This article was written by Roelof Zwaan, environmental expert at TerraIndex.
There is a quote attributed to the medieval scientist Paracelcus: “Only the dose makes the poison” (Latin: dosis sola facit venenum), pointing out that every parameter can be toxic, as long as it is present in the right dose. This might sound odd, but the fact is that this dose for parameters that we don’t see as toxic for our health is just very high. Even water can be toxic, because if we drink too much of it (keyword: too), the heart will be unable to continue to pump.
Within environmental research some groups of hazardous parameters are analysed so that an assessment can be made to conclude if exposure to these parameters is a danger to our health. However in these assessments we usually look at one parameter and one threshold at a time. Reality is a little more complex than that.
Let’s take a small step back. How do we measure toxicity, on which the assessment values are based? Within ecotoxicological research this is usually done by a so called ‘effect percentage’, usually 50%. This is the dose at which a certain parameter will cause a certain effect (mortality or a decreased activity) at 50% of the subjects after a set period of exposure. In other words: How much of a chemical do I need to see a 50% mortality rate after 24 hours of exposure? This value is the lethal dose 50 value (LD50).
These sort of 50% values are being used to get an indication of the effect of a certain pollution on life and environment that is exposed to it. But to get to this value a so called ‘dose-repose’ research has to be done. This usually happens under controlled conditions, so that researchers can be certain that any effects measured are the result of the parameter in question and not a by-product of something else.
However, this very controlled method of research at a single parameter also shows its limitations: In the real world we are never exposed to a single isolated parameters but rather a mixture of several parameters. And not all chemicals will behave separately in a mixture; but several types of interactions can occur: Some chemicals are additive and the toxicity can be added to get a better sense of the toxicity or they are antagonistic and reduce the toxicity of the mixture. Lastly there are chemicals that produce a synergetic effect together when they occur in a mixture together – these sort of effects can be difficult to predict which is a call that more research can be done within this field. Indicatively the different modes of toxic action of these chemicals can be studied to predict whether one of these effects will occur. Luckily these sort of interactions do not go completely unnoticed – several summations are taken into account into soil testing criteria, mostly for chemicals that work additively. Still we can go even deeper into the rabbit hole: Often in this sort of addition it is assumed that the rations of these compound don’t matter as much so long as the additive toxicity is the same (for example, a 50% effect concentration). If both chemicals are present in this ratio we call it equitox (equal toxicity), however this doesn’t necessarily have to be the case!

Directions:
1. Could you transcribe the stretch of the toxicity article from "Let’s take a" through "50 value (LD50)."?
2. Which types of interaction between chemicals in a mixture does the toxicity article name?
3. Answer these from the toxicity article:
(a) Who wrote the article?
(b) What effect percentage is usually used in ecotoxicological research?
(c) What does "equitox" stand for?

Given data:

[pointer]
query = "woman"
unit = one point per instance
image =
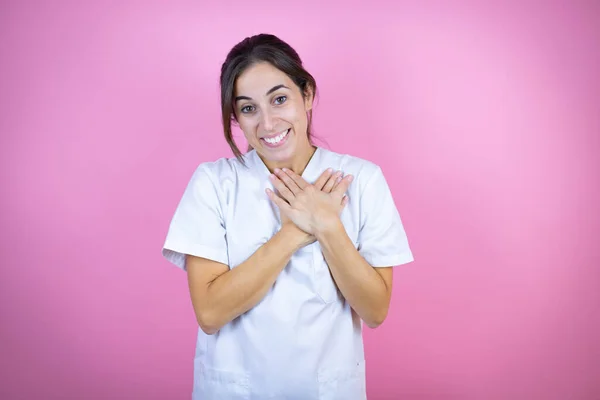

Answer set:
1.
Let’s take a small step back. How do we measure toxicity, on which the assessment values are based? Within ecotoxicological research this is usually done by a so called ‘effect percentage’, usually 50%. This is the dose at which a certain parameter will cause a certain effect (mortality or a decreased activity) at 50% of the subjects after a set period of exposure. In other words: How much of a chemical do I need to see a 50% mortality rate after 24 hours of exposure? This value is the lethal dose 50 value (LD50).

2.
- Additive
- Antagonistic
- Synergetic

3.
(a) Roelof Zwaan, environmental expert at TerraIndex
(b) 50%
(c) Equal toxicity